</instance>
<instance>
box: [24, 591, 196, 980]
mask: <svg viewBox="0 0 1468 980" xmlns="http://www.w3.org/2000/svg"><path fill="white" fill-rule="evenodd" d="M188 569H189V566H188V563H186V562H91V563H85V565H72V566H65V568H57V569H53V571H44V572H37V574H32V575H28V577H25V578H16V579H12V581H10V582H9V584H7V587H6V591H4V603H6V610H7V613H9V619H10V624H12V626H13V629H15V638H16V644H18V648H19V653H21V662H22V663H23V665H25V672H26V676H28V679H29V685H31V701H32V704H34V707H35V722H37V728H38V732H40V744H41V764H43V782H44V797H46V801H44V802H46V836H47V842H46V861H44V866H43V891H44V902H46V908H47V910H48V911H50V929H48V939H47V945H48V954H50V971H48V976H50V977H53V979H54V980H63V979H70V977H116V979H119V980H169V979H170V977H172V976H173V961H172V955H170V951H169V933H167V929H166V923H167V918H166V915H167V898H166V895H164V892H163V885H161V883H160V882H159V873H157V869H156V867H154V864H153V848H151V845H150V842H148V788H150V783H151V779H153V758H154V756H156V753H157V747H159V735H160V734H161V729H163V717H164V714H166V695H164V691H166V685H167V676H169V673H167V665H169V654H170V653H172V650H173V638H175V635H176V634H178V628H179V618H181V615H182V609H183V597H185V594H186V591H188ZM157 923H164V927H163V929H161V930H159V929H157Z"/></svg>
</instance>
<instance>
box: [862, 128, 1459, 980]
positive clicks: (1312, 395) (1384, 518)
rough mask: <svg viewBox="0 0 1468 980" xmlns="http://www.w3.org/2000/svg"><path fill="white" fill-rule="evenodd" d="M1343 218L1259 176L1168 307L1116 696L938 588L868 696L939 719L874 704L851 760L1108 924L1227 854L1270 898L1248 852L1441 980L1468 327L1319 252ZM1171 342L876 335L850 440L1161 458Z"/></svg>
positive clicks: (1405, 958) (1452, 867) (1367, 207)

:::

● **YOUR INSTRUCTIONS**:
Whatever is in the entries above, write it out exactly.

● **YOUR SOLUTION**:
</instance>
<instance>
box: [24, 591, 196, 980]
mask: <svg viewBox="0 0 1468 980" xmlns="http://www.w3.org/2000/svg"><path fill="white" fill-rule="evenodd" d="M188 569H189V566H188V563H186V562H91V563H85V565H72V566H65V568H57V569H53V571H44V572H37V574H32V575H28V577H25V578H16V579H12V581H10V582H9V584H7V587H6V591H4V603H6V610H7V613H9V619H10V624H12V626H13V629H15V638H16V644H18V648H19V653H21V662H22V663H23V665H25V672H26V676H28V679H29V685H31V701H32V704H34V707H35V722H37V728H38V732H40V744H41V764H43V782H44V797H46V801H44V802H46V836H47V842H46V861H44V866H43V891H44V902H46V908H47V910H48V911H50V929H48V939H47V945H48V954H50V971H48V976H50V977H53V979H54V980H63V979H70V977H116V979H119V980H169V979H170V977H172V976H173V961H172V955H170V951H169V933H167V929H166V923H167V918H166V915H167V898H166V895H164V892H163V885H161V883H160V882H159V873H157V869H156V867H154V864H153V848H151V845H150V842H148V788H150V783H151V779H153V758H154V756H156V753H157V747H159V735H160V734H161V729H163V717H164V714H166V695H164V691H166V685H167V676H169V673H167V665H169V654H170V653H172V650H173V638H175V635H176V634H178V628H179V618H181V615H182V609H183V597H185V594H186V591H188ZM157 923H164V927H163V929H161V930H159V929H157Z"/></svg>
</instance>
<instance>
box: [862, 128, 1459, 980]
positive clicks: (1312, 395) (1384, 518)
rough mask: <svg viewBox="0 0 1468 980" xmlns="http://www.w3.org/2000/svg"><path fill="white" fill-rule="evenodd" d="M1343 218L1259 176L1168 307L1116 696L938 588L868 696L939 719L874 704L851 760L1108 924L1227 854L1270 898L1248 852L1441 980L1468 327L1319 252ZM1171 342L876 335L850 440L1161 458Z"/></svg>
positive clicks: (1405, 958) (1452, 867) (1367, 207)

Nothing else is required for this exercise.